-- Coordinate labeling data --
┌──

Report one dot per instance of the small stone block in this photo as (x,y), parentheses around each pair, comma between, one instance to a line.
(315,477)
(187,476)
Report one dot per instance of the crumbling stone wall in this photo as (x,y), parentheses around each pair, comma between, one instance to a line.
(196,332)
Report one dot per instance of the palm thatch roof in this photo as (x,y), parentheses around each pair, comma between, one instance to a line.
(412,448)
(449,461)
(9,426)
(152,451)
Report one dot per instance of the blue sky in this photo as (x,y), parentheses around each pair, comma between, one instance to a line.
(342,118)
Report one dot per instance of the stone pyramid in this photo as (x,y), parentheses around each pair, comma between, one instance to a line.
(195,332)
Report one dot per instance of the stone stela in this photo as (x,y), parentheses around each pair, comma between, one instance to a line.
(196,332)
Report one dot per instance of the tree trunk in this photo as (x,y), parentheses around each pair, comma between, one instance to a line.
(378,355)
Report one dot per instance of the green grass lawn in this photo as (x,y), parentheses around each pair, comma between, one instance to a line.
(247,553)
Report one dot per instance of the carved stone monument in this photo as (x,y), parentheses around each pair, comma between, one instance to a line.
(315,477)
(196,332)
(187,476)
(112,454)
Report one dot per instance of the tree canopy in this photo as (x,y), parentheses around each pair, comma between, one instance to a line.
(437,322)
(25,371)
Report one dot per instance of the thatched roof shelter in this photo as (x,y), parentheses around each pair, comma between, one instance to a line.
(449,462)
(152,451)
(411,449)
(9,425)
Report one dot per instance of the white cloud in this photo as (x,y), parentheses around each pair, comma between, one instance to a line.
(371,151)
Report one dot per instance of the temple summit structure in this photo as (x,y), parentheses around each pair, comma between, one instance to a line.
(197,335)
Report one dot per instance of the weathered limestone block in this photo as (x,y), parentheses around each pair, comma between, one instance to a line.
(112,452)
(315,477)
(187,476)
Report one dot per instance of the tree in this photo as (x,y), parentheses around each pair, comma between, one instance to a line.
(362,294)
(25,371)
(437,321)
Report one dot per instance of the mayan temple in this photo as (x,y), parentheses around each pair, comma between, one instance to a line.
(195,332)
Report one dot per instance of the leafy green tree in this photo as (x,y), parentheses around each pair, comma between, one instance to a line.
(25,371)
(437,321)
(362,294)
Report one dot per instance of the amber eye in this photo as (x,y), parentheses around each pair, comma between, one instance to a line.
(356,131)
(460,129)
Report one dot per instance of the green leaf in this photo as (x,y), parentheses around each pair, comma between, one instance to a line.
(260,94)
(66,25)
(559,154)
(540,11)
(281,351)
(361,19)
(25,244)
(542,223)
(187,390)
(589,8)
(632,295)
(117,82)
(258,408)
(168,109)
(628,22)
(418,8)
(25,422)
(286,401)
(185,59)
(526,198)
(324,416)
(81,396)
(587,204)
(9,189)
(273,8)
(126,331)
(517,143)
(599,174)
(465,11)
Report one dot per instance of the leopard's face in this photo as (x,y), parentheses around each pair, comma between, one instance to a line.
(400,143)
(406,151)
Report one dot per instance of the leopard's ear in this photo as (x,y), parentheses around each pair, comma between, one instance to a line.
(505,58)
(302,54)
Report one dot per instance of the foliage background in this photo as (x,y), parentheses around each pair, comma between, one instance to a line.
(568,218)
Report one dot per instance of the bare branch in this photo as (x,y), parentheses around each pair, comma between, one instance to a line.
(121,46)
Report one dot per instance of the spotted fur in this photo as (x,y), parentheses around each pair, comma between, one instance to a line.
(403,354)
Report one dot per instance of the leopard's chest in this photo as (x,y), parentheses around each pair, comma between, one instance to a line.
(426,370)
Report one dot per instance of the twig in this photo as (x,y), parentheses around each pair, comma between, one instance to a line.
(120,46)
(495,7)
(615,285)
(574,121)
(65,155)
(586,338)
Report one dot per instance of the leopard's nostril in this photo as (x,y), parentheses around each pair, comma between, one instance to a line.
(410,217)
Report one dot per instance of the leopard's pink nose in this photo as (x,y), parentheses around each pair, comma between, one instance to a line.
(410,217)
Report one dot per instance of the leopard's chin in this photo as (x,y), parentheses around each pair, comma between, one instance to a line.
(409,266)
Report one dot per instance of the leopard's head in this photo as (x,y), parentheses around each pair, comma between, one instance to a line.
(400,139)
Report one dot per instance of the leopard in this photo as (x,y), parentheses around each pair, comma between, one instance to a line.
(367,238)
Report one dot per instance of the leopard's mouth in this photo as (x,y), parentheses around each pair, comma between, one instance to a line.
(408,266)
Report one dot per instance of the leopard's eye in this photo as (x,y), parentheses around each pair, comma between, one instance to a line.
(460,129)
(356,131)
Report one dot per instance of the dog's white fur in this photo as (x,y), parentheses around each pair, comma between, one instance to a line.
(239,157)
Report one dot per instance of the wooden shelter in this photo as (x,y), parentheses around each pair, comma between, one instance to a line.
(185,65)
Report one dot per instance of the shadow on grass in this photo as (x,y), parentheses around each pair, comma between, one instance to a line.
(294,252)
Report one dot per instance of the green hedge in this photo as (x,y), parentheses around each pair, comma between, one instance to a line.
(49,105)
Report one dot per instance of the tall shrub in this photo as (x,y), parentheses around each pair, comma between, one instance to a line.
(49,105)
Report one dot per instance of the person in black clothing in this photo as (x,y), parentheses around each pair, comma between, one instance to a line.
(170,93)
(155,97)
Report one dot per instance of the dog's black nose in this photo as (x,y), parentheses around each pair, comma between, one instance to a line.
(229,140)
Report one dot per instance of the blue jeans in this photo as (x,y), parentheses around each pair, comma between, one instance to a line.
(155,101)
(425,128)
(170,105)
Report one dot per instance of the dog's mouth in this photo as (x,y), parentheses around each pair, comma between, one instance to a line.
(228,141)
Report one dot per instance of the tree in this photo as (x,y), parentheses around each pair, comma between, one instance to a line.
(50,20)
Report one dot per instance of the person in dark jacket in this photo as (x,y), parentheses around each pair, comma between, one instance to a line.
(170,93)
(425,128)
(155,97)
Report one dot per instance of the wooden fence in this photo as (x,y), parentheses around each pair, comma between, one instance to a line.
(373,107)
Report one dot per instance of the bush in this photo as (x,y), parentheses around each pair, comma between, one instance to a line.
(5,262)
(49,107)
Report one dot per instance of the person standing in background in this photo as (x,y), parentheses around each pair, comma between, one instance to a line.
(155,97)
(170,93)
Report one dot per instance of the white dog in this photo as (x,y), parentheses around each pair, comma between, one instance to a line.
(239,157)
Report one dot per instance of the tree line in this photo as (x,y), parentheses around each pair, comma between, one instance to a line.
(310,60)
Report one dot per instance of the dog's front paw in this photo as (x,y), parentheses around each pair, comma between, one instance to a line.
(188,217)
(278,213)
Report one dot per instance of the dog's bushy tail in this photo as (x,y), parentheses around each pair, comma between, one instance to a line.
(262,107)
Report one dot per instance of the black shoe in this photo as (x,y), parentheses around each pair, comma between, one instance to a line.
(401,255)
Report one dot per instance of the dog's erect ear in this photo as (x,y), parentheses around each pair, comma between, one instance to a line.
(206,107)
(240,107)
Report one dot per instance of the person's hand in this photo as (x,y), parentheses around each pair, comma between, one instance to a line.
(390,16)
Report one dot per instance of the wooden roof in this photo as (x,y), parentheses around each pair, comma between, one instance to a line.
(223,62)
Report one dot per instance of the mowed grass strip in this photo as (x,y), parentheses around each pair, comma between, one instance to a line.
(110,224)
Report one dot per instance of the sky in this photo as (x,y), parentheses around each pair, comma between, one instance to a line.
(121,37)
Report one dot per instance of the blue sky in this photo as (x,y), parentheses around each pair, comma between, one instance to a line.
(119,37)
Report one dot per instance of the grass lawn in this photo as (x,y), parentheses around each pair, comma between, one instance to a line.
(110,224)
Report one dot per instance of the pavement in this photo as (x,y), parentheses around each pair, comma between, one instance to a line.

└──

-- Instruction --
Write out the entries in full, exactly as given.

-- Solution for this problem --
Report one dot per instance of the small stone block in this photo as (x,y), parentheses around each pair, comma between, one instance to a line.
(315,477)
(187,476)
Report one dot per instance of the crumbling stone wall in this photo as (x,y), parentheses around each pair, comma between, one instance to a line.
(196,332)
Report one dot per instance of the palm thatch roof in this photo as (x,y), parentheses around each pair, comma between, one instance to a line.
(412,448)
(449,461)
(9,426)
(152,451)
Report one dot per instance of the blue sky in this photo as (x,y), parentheses around each pair, comma between, one instance to a line.
(342,118)
Report one dot per instance of the stone pyramid in this photo as (x,y), parentheses around each pair, comma between, one instance to a line.
(195,332)
Report one dot per instance of the stone stela in this photo as (x,y), parentheses around each pair, comma between, one instance to a line.
(196,332)
Report one dot per instance of the tree trunk in this photo as (x,y), parentheses around each pair, comma between, one instance to a line.
(378,355)
Report one dot per instance of the green grass lawn in this photo as (x,y), parentheses around each pair, comma between, one instance to a line.
(247,553)
Report one dot per instance of the carved stone monument in this photo as (x,y), parentheses around each pair, comma between, one instance to a line.
(315,477)
(196,332)
(187,476)
(112,454)
Report one dot per instance of the tree canopy in this photo as (x,y), parentheses around each pair, comma between, one instance to a line.
(437,322)
(25,371)
Report one dot per instance of the thatched roof shelter in this photo as (x,y), parentheses around each pair, comma between, one instance to a line.
(449,462)
(152,451)
(411,449)
(9,425)
Report one dot per instance of the white cloud in this photo as (x,y), parentheses around each pair, comma between, one instance to a line.
(371,151)
Report one dot per instance of the temple summit structure in this photo as (x,y), parentheses around each pair, comma between, one instance to a line.
(197,335)
Report one dot per instance of the weathered limestone block in this photo as (x,y), parentheses around each pair, comma between, one instance to a line.
(112,452)
(315,477)
(187,476)
Report one dot per instance of the tree in this photo as (x,y), parentheses around each pair, comma between, one instance to a line.
(362,294)
(25,371)
(437,321)
Report one dot per instance of the mayan temple in this photo as (x,y), parentheses around each pair, comma between, one instance to a line.
(195,332)
Report one dot per instance of the leafy green tree in this photo as (x,y), parentheses around each pair, comma between, one instance to a line.
(25,371)
(437,321)
(362,294)
Report one dot per instance of the amber eye in this photo as (x,y), parentheses around each pair, comma between, one instance to a line.
(356,131)
(460,129)
Report one dot per instance of the green leaf in this photo as (x,y), parentheses around each pair, comma between, one instance to a line.
(260,94)
(66,25)
(559,154)
(540,11)
(281,351)
(361,19)
(25,244)
(542,223)
(187,390)
(589,8)
(632,295)
(117,82)
(258,408)
(168,109)
(628,22)
(418,8)
(25,422)
(286,401)
(185,59)
(526,198)
(324,416)
(81,396)
(587,204)
(9,189)
(273,8)
(126,331)
(517,143)
(599,174)
(465,11)
Report one dot per instance of the leopard's face in this photo as (x,y), parentheses around each pair, comma between, one instance to a line.
(400,143)
(406,151)
Report one dot per instance of the leopard's ear in this photo as (x,y), parentheses around each pair, comma between, one instance to a line.
(505,58)
(302,54)
Report one dot per instance of the foliage background in this photo as (x,y), parentheses around each pair, comma between, one instance to a line.
(568,218)
Report one dot per instance of the bare branch in this photo as (x,y), parentheses around each pair, comma between, one instance to a line.
(121,46)
Report one dot per instance of the spotted fur in this photo as (x,y), parentheses around each pair, comma between, one instance to a line.
(403,354)
Report one dot per instance of the leopard's chest in this photo as (x,y), parentheses around each pair, comma between, one instance to a line.
(426,370)
Report one dot per instance of the twig in this photo as (x,y), parentheses around each pair, comma between, one instance to a line.
(120,46)
(495,7)
(615,285)
(574,121)
(65,155)
(586,338)
Report one dot per instance of the leopard's nostril in this photo as (x,y), parentheses around each pair, comma between, one instance to a line.
(410,217)
Report one dot per instance of the leopard's pink nose in this photo as (x,y), parentheses around each pair, comma between, one instance to a line.
(410,217)
Report one dot per instance of the leopard's chin in this photo as (x,y), parentheses around each pair, comma between, one instance to a line.
(409,266)
Report one dot per instance of the leopard's head in this photo as (x,y), parentheses around each pair, comma between, one instance to a line.
(400,139)
Report one dot per instance of the leopard in this photo as (x,y), parentheses around each pair, comma between, one instance to a line.
(367,238)
Report one dot per instance of the leopard's mouth in this photo as (x,y), parentheses around each pair, comma between, one instance to a line.
(408,266)
Report one dot per instance of the leopard's eye in this photo as (x,y), parentheses around each pair, comma between, one instance to a line.
(460,129)
(356,131)
Report one dot per instance of the dog's white fur in this photo as (x,y), parentheses around each pair, comma between, one instance to a line.
(239,157)
Report one dot per instance of the wooden shelter in this photo as (x,y), parentheses around each pair, comma between, one instance to a line.
(185,65)
Report one dot per instance of the shadow on grass in this photo as (x,y), parentheses around each pair, comma between, one instance to a line.
(294,252)
Report one dot per instance of the green hedge in this photo as (x,y), parentheses around each pair, comma between, one instance to a line.
(49,105)
Report one dot per instance of the tall shrub in this photo as (x,y), parentheses around each pair, comma between, one instance to a line.
(49,105)
Report one dot per instance of the person in black clothing in this photo as (x,y), parentheses around each pair, comma between, one instance to a line.
(170,93)
(155,97)
Report one dot per instance of the dog's black nose in this photo as (x,y), parentheses around each pair, comma between, one instance to a line.
(229,140)
Report one dot per instance of the blue jeans in this photo as (x,y), parentheses around each pair, comma between, one instance to a line.
(155,101)
(425,128)
(170,105)
Report one dot per instance of the dog's mouth in this photo as (x,y), parentheses around each pair, comma between, one instance to a line.
(228,141)
Report one dot per instance of the tree in this photo as (x,y), parentheses around each pair, comma between, one instance to a line.
(50,20)
Report one dot per instance of the person in dark jacket in this photo as (x,y), parentheses around each pair, comma between, one instance to a line.
(170,93)
(425,128)
(155,97)
Report one dot per instance of the wooden fence in this photo as (x,y), parentheses around each pair, comma between, one instance to a line.
(373,107)
Report one dot per instance of the bush in this photo as (x,y), parentheses around each pair, comma between, one instance to a line.
(5,262)
(49,107)
Report one dot per instance of the person standing in background in this photo as (x,y), parentheses around each pair, comma between, one instance to a line.
(155,97)
(170,93)
Report one dot per instance of the white dog in this photo as (x,y), parentheses around each pair, comma between, one instance to a line.
(239,157)
Report one dot per instance of the tree line in this photo as (x,y), parentheses around each pair, comma between, one instance to a line.
(310,60)
Report one dot per instance of the dog's front paw in this photo as (x,y), parentheses around each pair, comma between, one instance to a line.
(188,217)
(278,213)
Report one dot per instance of the dog's bushy tail in this photo as (x,y), parentheses around each pair, comma between, one instance to a line.
(262,107)
Report one dot per instance of the black shoe in this photo as (x,y), parentheses around each pair, comma between, one instance to a line.
(401,255)
Report one dot per instance of the dog's erect ear in this photo as (x,y), parentheses around each pair, comma between, one instance to a line.
(206,107)
(240,107)
Report one dot per instance of the person's hand in this photo as (x,y), parentheses around each pair, comma between, one instance to a line.
(390,16)
Report one dot per instance of the wooden roof in this photo as (x,y), parentheses around each pair, comma between, one instance to a line.
(223,62)
Report one dot per instance of the mowed grass strip in this photo as (x,y), parentheses around each pair, comma between, one instance to a line.
(110,224)
Report one dot per instance of the sky in this photo as (x,y), parentheses around each pair, comma between, one instance to a line.
(121,37)
Report one dot per instance of the blue sky in this photo as (x,y), parentheses around each pair, comma between, one instance to a line.
(119,37)
Report one dot per instance of the grass lawn in this photo as (x,y), parentheses around each pair, comma between, one instance to a line.
(110,224)
Report one dot per instance of the pavement in this photo as (x,y), parentheses around each pair, comma between, one instance to a line.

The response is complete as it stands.